TASK REQUIREMENTS: The records that follow are to be repeated without alteration.

DATA LISTING:
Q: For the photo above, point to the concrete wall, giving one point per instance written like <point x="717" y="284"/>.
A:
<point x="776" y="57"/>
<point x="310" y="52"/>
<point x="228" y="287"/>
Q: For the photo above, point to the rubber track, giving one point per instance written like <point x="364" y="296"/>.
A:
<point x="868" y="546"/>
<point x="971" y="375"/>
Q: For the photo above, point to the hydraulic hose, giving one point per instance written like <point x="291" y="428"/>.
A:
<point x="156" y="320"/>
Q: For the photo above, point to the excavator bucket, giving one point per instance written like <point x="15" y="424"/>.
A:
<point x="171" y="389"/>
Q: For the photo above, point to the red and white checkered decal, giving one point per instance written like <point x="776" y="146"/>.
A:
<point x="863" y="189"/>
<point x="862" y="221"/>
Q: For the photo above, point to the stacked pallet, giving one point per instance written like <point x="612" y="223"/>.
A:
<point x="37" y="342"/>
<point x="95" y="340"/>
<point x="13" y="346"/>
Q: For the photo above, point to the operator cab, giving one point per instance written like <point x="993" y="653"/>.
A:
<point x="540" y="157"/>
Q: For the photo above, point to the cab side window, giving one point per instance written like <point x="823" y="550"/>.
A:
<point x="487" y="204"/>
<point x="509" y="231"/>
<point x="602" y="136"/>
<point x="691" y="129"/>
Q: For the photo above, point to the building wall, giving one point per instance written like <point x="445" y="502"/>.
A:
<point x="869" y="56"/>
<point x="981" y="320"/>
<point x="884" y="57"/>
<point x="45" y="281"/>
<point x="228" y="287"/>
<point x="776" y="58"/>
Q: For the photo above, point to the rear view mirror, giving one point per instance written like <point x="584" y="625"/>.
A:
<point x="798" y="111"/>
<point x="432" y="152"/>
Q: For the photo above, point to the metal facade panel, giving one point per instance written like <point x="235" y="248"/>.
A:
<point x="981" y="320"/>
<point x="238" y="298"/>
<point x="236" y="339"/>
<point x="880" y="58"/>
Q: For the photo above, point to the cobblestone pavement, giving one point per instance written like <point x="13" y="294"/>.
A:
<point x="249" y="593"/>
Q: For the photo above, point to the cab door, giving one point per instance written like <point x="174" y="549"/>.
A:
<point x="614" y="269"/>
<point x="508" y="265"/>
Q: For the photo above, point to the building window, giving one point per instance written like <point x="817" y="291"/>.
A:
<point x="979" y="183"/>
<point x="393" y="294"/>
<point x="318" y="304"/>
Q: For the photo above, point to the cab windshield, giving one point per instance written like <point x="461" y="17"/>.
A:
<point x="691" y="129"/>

SOLUTION TO THIS TASK:
Q: For the photo above, point to the concrete wall, giving one point per instance written like <point x="717" y="284"/>.
A:
<point x="776" y="57"/>
<point x="310" y="52"/>
<point x="228" y="287"/>
Q: For the photo above, point to the rubber track, giving one point per instance written like <point x="364" y="296"/>.
A:
<point x="868" y="546"/>
<point x="971" y="375"/>
Q: For the photo above, point to the hydraulic hose, giving one point per instance written like <point x="291" y="428"/>.
A:
<point x="156" y="320"/>
Q: For the photo above, point to the excavator bucket, giving one point per instance written like <point x="15" y="424"/>.
A:
<point x="171" y="389"/>
Q: For the photo above, point to the red and white checkered decal, giving one point per instance written like <point x="776" y="146"/>.
A:
<point x="863" y="189"/>
<point x="862" y="221"/>
Q: For the photo above, point to the stacked pallet, giving one point per instance written like <point x="612" y="223"/>.
A:
<point x="37" y="342"/>
<point x="95" y="340"/>
<point x="13" y="346"/>
Q: For the photo above, point to the operator cab, giving one point per instance written like <point x="993" y="653"/>.
A:
<point x="540" y="157"/>
Q: For the photo above, point to the cab side window, giving one point per instance written like <point x="823" y="550"/>.
A:
<point x="487" y="204"/>
<point x="509" y="231"/>
<point x="602" y="136"/>
<point x="691" y="129"/>
Q: For the photo above, point to the building wall, giving one point per instance written like <point x="445" y="502"/>.
A:
<point x="869" y="56"/>
<point x="981" y="320"/>
<point x="884" y="57"/>
<point x="45" y="281"/>
<point x="228" y="287"/>
<point x="776" y="58"/>
Q: For the photo above, point to the rear view mirror, giving one point per instance written like <point x="584" y="625"/>.
A:
<point x="798" y="111"/>
<point x="432" y="152"/>
Q: For the photo above, point to the metal facade panel, giving one point per instance written like <point x="235" y="248"/>.
A:
<point x="981" y="320"/>
<point x="238" y="298"/>
<point x="236" y="339"/>
<point x="880" y="58"/>
Q: For the photo above, point to the cobblestone pavement, giving one point per instance written like <point x="13" y="294"/>.
A:
<point x="249" y="593"/>
Q: For the photo above, point to the cab door, giving one point per instance written like <point x="174" y="549"/>.
A:
<point x="614" y="269"/>
<point x="508" y="265"/>
Q: For the photo above, point to the building window, giving one point per instance written like <point x="817" y="291"/>.
A:
<point x="979" y="183"/>
<point x="393" y="294"/>
<point x="318" y="304"/>
Q: For the photo above, point to the cab windshield, giving one point per instance written like <point x="461" y="17"/>.
A:
<point x="691" y="129"/>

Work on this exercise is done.